[Dataset items about object locations]
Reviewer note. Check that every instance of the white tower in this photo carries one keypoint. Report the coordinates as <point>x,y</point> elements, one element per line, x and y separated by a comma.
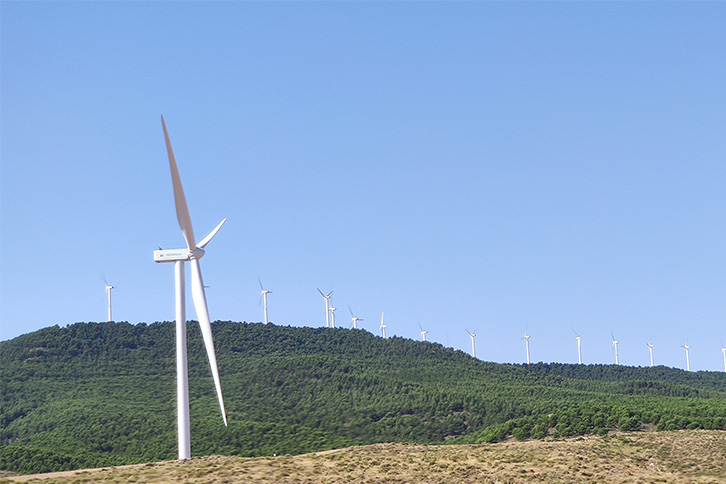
<point>327,307</point>
<point>108,294</point>
<point>473,346</point>
<point>192,253</point>
<point>265,292</point>
<point>688,359</point>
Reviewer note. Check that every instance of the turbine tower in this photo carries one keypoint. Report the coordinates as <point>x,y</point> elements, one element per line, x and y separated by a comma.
<point>688,359</point>
<point>332,316</point>
<point>192,253</point>
<point>108,294</point>
<point>354,318</point>
<point>327,306</point>
<point>473,346</point>
<point>579,346</point>
<point>265,292</point>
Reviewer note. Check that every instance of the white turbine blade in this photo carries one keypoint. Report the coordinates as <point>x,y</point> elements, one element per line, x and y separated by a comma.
<point>200,306</point>
<point>209,237</point>
<point>182,212</point>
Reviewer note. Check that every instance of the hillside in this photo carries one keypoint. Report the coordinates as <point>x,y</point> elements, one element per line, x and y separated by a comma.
<point>92,395</point>
<point>686,456</point>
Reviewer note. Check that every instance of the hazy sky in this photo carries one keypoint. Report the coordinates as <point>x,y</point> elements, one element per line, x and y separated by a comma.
<point>494,167</point>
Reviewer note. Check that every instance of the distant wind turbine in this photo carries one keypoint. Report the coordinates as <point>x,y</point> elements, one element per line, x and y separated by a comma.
<point>473,346</point>
<point>108,294</point>
<point>265,292</point>
<point>192,253</point>
<point>354,319</point>
<point>688,359</point>
<point>423,333</point>
<point>332,317</point>
<point>615,345</point>
<point>526,341</point>
<point>579,346</point>
<point>327,306</point>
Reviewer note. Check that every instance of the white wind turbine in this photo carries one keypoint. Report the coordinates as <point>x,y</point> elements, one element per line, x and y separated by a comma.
<point>526,340</point>
<point>688,359</point>
<point>579,346</point>
<point>332,316</point>
<point>423,333</point>
<point>265,292</point>
<point>473,346</point>
<point>108,294</point>
<point>192,253</point>
<point>327,306</point>
<point>354,318</point>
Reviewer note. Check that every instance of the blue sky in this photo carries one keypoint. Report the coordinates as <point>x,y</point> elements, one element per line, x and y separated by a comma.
<point>485,166</point>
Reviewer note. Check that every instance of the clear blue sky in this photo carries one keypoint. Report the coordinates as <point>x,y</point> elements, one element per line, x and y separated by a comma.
<point>497,167</point>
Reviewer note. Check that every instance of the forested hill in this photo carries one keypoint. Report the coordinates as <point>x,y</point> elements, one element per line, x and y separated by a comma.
<point>91,395</point>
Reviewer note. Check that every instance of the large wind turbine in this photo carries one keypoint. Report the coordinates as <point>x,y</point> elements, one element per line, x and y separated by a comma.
<point>423,333</point>
<point>473,346</point>
<point>192,253</point>
<point>327,306</point>
<point>615,345</point>
<point>265,292</point>
<point>579,346</point>
<point>688,359</point>
<point>354,318</point>
<point>108,294</point>
<point>332,317</point>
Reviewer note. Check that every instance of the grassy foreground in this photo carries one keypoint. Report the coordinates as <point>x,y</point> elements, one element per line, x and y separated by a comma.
<point>667,457</point>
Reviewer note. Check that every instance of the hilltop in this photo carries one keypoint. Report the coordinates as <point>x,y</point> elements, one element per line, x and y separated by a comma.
<point>102,394</point>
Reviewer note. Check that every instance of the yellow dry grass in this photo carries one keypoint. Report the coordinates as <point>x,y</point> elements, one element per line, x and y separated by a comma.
<point>649,457</point>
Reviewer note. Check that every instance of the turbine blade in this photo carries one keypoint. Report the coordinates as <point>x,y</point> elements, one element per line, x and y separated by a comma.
<point>182,212</point>
<point>200,306</point>
<point>211,235</point>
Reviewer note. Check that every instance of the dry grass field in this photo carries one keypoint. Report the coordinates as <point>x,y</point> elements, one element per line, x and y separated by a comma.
<point>647,457</point>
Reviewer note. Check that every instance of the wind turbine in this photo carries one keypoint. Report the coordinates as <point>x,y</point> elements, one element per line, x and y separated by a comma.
<point>355,319</point>
<point>688,360</point>
<point>579,346</point>
<point>108,294</point>
<point>192,253</point>
<point>473,346</point>
<point>327,306</point>
<point>265,292</point>
<point>526,340</point>
<point>423,333</point>
<point>332,316</point>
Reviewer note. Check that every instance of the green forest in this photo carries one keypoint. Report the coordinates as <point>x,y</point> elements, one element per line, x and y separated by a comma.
<point>102,394</point>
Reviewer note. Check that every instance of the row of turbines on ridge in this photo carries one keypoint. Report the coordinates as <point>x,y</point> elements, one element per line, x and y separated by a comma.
<point>330,323</point>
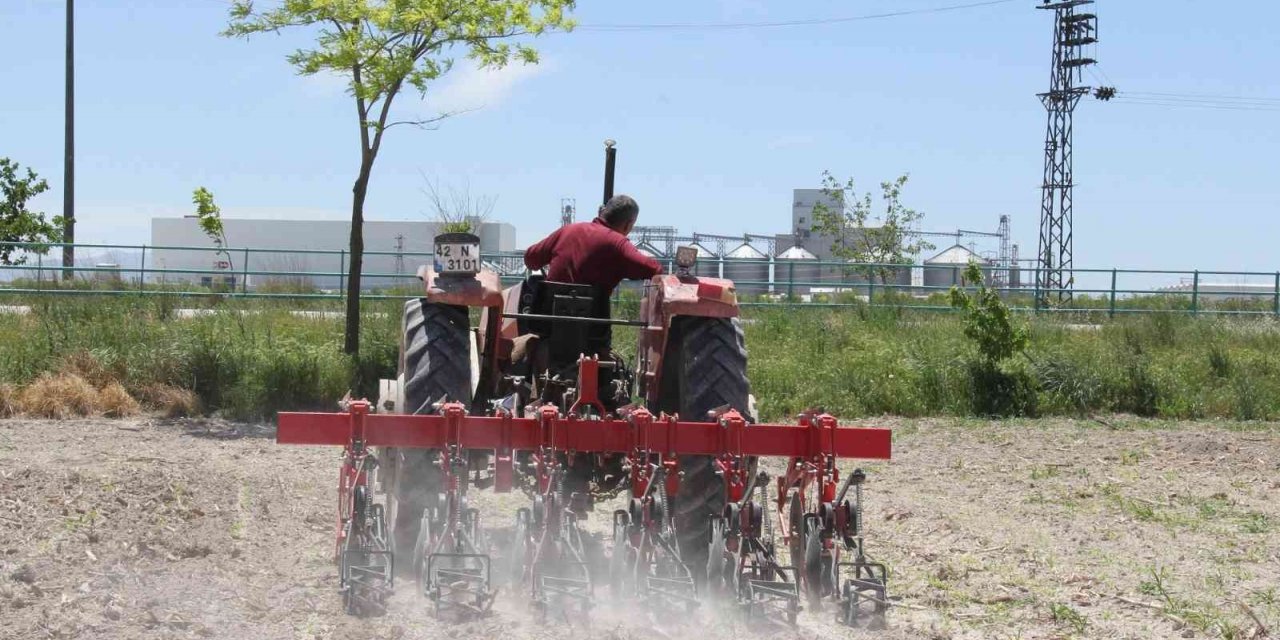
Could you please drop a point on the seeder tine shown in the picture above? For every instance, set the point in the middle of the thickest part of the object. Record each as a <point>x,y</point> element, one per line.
<point>563,593</point>
<point>458,584</point>
<point>864,598</point>
<point>366,580</point>
<point>772,597</point>
<point>664,593</point>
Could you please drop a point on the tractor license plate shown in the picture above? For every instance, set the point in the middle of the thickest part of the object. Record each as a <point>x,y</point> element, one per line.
<point>461,257</point>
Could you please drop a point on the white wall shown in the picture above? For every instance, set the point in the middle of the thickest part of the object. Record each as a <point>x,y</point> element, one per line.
<point>293,236</point>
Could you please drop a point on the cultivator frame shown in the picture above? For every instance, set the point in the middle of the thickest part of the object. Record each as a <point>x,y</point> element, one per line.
<point>455,568</point>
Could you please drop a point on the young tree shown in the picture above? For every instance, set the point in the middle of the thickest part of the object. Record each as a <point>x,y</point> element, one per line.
<point>383,46</point>
<point>22,229</point>
<point>864,234</point>
<point>209,216</point>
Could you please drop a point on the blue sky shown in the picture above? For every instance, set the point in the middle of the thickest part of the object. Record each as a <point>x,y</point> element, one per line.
<point>714,127</point>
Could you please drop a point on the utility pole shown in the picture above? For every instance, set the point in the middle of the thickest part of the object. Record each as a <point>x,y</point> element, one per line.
<point>69,151</point>
<point>1073,31</point>
<point>568,210</point>
<point>400,254</point>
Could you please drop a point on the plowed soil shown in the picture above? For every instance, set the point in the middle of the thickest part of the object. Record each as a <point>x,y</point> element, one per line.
<point>1110,528</point>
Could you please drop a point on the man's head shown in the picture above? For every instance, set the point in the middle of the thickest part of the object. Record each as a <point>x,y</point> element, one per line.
<point>620,213</point>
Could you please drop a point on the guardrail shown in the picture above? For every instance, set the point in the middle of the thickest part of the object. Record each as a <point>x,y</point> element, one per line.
<point>321,274</point>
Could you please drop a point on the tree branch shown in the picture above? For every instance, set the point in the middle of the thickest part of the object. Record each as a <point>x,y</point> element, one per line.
<point>426,123</point>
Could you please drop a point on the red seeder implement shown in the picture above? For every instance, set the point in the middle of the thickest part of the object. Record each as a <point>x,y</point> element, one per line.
<point>817,516</point>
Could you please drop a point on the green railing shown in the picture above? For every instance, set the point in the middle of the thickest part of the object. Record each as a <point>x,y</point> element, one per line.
<point>321,274</point>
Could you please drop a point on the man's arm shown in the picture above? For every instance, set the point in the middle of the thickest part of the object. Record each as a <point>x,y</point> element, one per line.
<point>634,264</point>
<point>540,254</point>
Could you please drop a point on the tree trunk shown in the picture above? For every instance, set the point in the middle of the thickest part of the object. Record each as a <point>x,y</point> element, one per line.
<point>351,344</point>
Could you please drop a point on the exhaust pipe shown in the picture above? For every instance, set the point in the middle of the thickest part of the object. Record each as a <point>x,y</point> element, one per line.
<point>611,156</point>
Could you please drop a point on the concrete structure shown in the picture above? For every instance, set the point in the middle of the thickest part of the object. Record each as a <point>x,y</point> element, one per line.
<point>795,265</point>
<point>749,269</point>
<point>801,220</point>
<point>708,263</point>
<point>394,250</point>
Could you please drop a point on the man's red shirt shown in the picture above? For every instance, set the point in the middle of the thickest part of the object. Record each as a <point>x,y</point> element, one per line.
<point>590,254</point>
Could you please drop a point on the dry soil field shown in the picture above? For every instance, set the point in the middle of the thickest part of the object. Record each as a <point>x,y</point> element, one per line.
<point>1045,529</point>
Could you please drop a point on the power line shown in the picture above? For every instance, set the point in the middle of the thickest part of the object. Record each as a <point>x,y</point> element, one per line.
<point>713,26</point>
<point>1201,97</point>
<point>1223,106</point>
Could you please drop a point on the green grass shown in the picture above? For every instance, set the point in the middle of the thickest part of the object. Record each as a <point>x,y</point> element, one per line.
<point>254,357</point>
<point>247,360</point>
<point>865,362</point>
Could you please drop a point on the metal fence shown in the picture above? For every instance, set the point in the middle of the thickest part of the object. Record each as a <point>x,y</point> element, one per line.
<point>321,274</point>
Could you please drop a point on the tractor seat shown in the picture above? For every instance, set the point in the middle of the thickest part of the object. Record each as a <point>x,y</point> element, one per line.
<point>567,339</point>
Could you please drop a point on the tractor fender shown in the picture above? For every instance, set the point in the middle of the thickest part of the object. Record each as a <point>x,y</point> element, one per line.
<point>483,289</point>
<point>703,297</point>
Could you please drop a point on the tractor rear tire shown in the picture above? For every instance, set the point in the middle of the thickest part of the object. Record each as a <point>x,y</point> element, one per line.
<point>435,362</point>
<point>711,374</point>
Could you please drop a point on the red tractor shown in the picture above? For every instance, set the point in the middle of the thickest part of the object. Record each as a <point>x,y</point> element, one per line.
<point>535,397</point>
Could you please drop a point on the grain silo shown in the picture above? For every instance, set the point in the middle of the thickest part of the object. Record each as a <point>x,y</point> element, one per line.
<point>749,269</point>
<point>795,270</point>
<point>946,269</point>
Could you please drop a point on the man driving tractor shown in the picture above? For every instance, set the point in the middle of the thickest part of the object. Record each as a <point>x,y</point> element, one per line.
<point>597,252</point>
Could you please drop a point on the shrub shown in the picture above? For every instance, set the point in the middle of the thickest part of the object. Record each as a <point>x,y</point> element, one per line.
<point>1000,391</point>
<point>8,400</point>
<point>113,401</point>
<point>59,396</point>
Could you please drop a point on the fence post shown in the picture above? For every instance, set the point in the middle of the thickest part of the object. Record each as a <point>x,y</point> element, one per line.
<point>1196,292</point>
<point>245,274</point>
<point>342,273</point>
<point>1112,312</point>
<point>1275,304</point>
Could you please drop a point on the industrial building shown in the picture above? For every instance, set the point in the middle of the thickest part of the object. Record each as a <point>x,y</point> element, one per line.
<point>393,250</point>
<point>804,260</point>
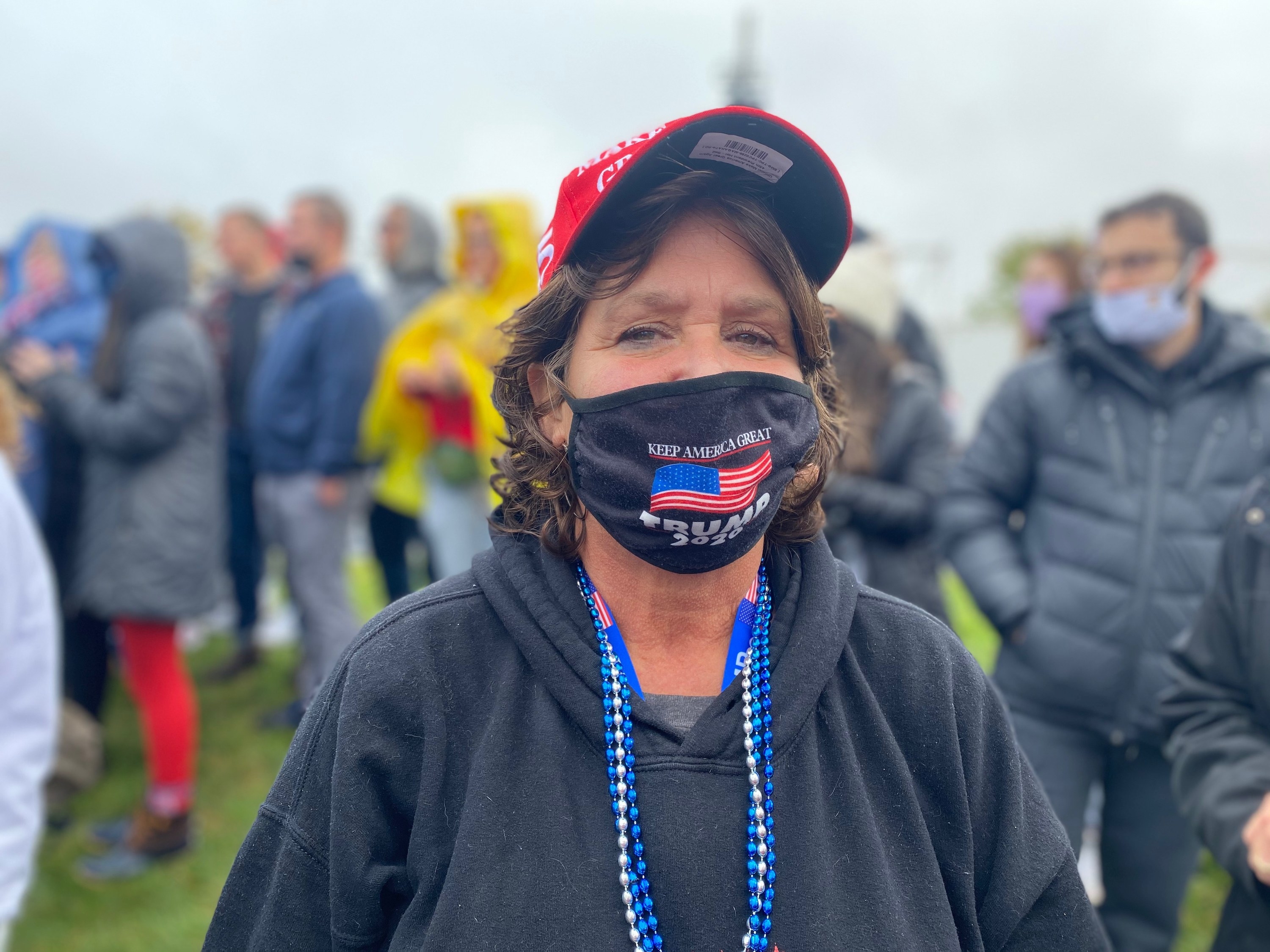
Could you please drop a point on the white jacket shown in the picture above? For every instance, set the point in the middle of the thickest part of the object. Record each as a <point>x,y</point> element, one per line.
<point>28,690</point>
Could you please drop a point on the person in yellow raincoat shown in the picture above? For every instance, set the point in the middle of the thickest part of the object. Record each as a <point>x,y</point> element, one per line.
<point>430,418</point>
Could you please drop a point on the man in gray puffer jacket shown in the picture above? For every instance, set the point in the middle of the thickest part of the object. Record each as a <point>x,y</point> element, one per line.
<point>1086,518</point>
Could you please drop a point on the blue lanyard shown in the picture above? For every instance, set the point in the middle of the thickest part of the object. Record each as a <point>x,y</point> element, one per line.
<point>742,629</point>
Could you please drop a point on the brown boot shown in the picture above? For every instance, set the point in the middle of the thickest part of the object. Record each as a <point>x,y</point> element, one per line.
<point>158,836</point>
<point>149,837</point>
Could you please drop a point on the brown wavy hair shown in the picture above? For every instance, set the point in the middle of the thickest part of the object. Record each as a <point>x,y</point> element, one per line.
<point>533,476</point>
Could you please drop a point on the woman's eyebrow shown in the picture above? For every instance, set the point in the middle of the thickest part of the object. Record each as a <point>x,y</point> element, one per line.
<point>653,300</point>
<point>755,304</point>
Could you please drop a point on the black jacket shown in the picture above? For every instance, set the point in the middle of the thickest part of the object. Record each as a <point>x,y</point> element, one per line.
<point>1218,709</point>
<point>893,511</point>
<point>1124,478</point>
<point>447,789</point>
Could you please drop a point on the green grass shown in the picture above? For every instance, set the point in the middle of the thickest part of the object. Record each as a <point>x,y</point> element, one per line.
<point>168,909</point>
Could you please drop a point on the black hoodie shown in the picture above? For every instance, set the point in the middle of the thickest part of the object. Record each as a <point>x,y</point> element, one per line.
<point>447,789</point>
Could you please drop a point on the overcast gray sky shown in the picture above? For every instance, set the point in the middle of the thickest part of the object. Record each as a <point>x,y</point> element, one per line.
<point>955,125</point>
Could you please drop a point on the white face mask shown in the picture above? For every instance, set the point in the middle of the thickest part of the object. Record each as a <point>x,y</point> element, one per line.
<point>1145,316</point>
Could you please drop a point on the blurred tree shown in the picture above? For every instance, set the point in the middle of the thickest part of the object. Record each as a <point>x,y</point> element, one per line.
<point>999,303</point>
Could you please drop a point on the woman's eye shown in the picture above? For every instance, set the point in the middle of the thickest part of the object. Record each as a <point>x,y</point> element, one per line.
<point>752,338</point>
<point>639,336</point>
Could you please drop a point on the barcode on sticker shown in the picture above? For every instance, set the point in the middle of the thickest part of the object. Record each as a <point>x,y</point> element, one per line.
<point>736,144</point>
<point>745,154</point>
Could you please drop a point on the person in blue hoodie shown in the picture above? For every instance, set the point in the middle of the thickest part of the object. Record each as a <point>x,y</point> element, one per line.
<point>52,294</point>
<point>314,372</point>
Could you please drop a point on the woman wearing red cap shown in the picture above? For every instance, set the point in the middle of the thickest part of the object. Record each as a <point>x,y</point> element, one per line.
<point>658,713</point>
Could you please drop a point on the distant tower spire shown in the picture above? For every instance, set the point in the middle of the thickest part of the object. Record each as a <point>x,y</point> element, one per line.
<point>743,77</point>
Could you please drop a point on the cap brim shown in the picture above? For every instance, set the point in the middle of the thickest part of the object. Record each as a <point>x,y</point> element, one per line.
<point>808,198</point>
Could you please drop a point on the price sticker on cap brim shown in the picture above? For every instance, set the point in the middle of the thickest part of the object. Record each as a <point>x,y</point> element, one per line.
<point>765,162</point>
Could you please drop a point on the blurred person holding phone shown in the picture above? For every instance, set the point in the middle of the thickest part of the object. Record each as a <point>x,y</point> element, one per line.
<point>149,549</point>
<point>1085,518</point>
<point>314,371</point>
<point>234,319</point>
<point>28,673</point>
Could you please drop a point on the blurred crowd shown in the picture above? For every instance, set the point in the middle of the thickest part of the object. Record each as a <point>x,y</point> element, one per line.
<point>159,442</point>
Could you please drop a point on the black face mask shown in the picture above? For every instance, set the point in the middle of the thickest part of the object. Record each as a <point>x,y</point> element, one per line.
<point>303,262</point>
<point>689,475</point>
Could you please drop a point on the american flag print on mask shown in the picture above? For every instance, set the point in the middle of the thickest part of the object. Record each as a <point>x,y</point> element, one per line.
<point>701,489</point>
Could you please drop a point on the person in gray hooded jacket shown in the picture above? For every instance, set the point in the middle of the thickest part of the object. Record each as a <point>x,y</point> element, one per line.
<point>149,548</point>
<point>1086,518</point>
<point>411,249</point>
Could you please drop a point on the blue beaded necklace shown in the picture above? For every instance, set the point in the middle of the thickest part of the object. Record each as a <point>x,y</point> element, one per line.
<point>757,723</point>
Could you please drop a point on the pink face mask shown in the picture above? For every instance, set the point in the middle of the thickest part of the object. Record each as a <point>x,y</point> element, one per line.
<point>1038,303</point>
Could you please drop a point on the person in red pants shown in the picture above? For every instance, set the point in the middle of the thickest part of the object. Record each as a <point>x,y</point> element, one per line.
<point>149,546</point>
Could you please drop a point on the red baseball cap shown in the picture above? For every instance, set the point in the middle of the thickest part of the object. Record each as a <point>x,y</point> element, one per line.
<point>808,198</point>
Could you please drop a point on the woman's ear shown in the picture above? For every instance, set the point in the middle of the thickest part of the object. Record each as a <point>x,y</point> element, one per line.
<point>555,424</point>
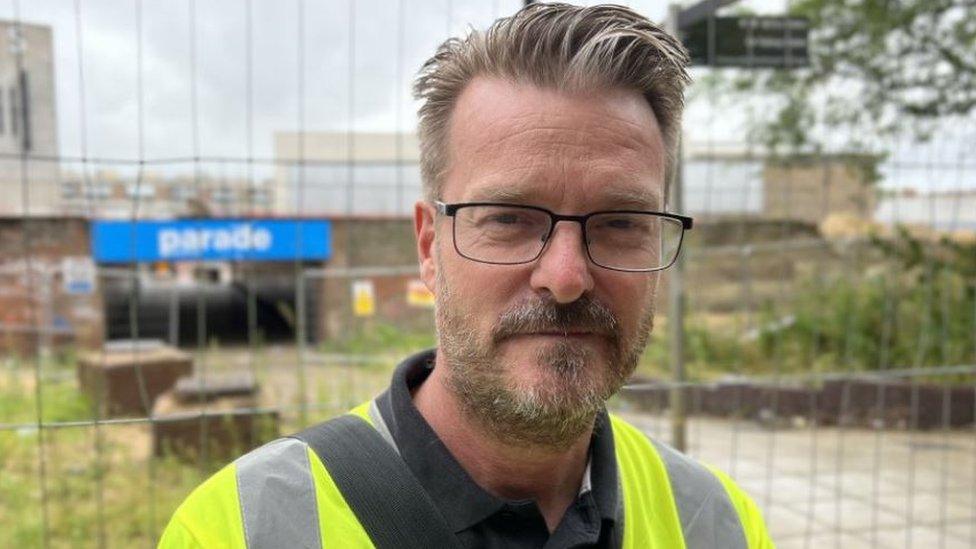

[Set exercise]: Extract the lines word for word from the first line of the items up to and including the line with "<point>686,456</point>". Leave the pictures out of the answer.

[Answer]:
Reviewer note. Check that every instance of the white tower in this photo carries one keypoint. Report the coordinates as <point>x,y</point> elements, one element per line, x and y separated by a comma.
<point>327,307</point>
<point>108,294</point>
<point>473,346</point>
<point>192,253</point>
<point>265,292</point>
<point>688,359</point>
Reviewer note. Check that every instance of the turbine tower in this photo carries one keypoint. Report the coordinates as <point>x,y</point> elements, one element per line, x and y separated by a comma.
<point>688,359</point>
<point>332,316</point>
<point>192,253</point>
<point>108,294</point>
<point>354,318</point>
<point>327,306</point>
<point>473,346</point>
<point>579,346</point>
<point>265,292</point>
Reviewer note. Check that every instance of the white turbine blade in this photo carries one keypoint. Report the coordinates as <point>x,y</point> elements, one element per line, x and y separated by a comma.
<point>200,306</point>
<point>209,237</point>
<point>182,212</point>
Reviewer note. Check that every instance of the hillside in this photo carries one keypoint. Report the coordinates as <point>x,y</point> elements, one element per line, x and y separated by a comma.
<point>92,395</point>
<point>686,456</point>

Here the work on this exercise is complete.